-- PASSAGE PROVIDED follows --

NUMBER OF THE WEEK: $1.4 Billion

This is the projected amount Pfizer Inc. could save in annual taxes by restructuring and moving its tax residence to the U.K., according to several news reports citing a Barclays analysis of Pfizer’s $100 billion bid to buy U.K.-based AstraZeneca. The U.K.’s corporate tax rate will drop to 20 percent by next year, compared to the 35-percent rate for corporations in the United States. Pfizer has disclosed that it pays an effective 27-percent rate under current U.S. law.

-- PASSAGE PROVIDED concluded --
-- DATA EXTRACT follows --

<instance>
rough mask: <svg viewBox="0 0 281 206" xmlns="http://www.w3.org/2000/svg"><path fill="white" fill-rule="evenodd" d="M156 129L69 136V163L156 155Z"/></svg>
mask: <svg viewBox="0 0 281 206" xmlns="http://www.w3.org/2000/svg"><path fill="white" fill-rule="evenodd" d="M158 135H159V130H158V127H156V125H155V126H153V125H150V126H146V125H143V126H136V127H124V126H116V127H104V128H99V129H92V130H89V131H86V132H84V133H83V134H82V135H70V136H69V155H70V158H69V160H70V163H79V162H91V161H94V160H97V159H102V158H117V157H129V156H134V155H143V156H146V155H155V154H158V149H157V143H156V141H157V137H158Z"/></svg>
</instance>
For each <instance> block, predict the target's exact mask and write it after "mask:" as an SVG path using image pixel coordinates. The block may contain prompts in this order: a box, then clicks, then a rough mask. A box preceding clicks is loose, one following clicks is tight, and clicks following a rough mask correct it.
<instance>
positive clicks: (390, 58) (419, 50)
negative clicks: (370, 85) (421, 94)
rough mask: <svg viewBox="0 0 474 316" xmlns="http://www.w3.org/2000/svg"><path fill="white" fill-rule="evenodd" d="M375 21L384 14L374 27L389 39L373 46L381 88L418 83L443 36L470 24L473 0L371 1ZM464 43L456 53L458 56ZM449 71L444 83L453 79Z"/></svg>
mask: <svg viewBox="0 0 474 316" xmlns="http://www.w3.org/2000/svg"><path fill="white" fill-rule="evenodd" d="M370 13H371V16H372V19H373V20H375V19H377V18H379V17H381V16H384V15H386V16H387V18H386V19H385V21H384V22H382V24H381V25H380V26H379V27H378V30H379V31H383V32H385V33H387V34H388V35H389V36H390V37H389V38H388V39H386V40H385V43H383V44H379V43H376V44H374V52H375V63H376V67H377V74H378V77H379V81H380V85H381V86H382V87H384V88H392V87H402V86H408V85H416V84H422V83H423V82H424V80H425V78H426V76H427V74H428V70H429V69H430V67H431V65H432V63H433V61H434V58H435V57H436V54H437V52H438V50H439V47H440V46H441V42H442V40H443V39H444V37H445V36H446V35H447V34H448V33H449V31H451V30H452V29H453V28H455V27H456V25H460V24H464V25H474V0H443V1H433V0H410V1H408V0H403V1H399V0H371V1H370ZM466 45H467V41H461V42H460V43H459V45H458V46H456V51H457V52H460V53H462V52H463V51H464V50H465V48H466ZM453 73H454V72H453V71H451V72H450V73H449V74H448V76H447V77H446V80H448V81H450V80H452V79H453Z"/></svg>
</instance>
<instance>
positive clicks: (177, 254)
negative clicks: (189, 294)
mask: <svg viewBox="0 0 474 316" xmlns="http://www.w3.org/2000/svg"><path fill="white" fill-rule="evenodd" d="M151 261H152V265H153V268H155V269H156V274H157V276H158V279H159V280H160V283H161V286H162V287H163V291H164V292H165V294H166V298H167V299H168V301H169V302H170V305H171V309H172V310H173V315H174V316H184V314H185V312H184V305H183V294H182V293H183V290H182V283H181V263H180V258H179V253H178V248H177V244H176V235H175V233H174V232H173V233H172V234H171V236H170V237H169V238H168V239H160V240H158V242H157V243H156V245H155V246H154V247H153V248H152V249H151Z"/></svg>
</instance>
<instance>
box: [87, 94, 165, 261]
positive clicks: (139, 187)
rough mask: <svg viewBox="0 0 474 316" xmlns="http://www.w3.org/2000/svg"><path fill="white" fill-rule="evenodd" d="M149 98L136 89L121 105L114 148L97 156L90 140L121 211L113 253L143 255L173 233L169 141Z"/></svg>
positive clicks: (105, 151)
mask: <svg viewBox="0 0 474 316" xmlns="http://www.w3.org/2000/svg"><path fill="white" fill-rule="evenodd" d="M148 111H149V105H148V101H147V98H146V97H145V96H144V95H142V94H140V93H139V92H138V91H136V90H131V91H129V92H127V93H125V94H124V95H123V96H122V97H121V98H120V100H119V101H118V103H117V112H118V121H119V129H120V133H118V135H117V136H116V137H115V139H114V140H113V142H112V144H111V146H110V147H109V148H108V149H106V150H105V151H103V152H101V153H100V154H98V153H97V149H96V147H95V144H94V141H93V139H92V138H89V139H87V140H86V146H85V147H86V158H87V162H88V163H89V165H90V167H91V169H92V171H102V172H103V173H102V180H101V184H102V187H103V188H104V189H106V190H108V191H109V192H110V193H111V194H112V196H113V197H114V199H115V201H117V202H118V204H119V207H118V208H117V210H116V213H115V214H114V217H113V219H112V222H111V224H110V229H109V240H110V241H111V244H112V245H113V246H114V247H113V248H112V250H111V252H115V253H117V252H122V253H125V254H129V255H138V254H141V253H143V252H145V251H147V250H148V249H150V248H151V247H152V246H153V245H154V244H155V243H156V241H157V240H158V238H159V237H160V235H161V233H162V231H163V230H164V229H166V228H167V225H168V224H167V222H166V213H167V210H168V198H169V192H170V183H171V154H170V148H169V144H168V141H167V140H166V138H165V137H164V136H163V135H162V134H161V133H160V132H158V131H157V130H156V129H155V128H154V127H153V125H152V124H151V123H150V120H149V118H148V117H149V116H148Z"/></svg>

-- DATA EXTRACT concluded --

Rewrite the passage on Pfizer's tax savings from "This is the" to "current U.S. law.", changing "annual" to "yearly".

FINAL ANSWER >>
This is the projected amount Pfizer Inc. could save in yearly taxes by restructuring and moving its tax residence to the U.K., according to several news reports citing a Barclays analysis of Pfizer’s $100 billion bid to buy U.K.-based AstraZeneca. The U.K.’s corporate tax rate will drop to 20 percent by next year, compared to the 35-percent rate for corporations in the United States. Pfizer has disclosed that it pays an effective 27-percent rate under current U.S. law.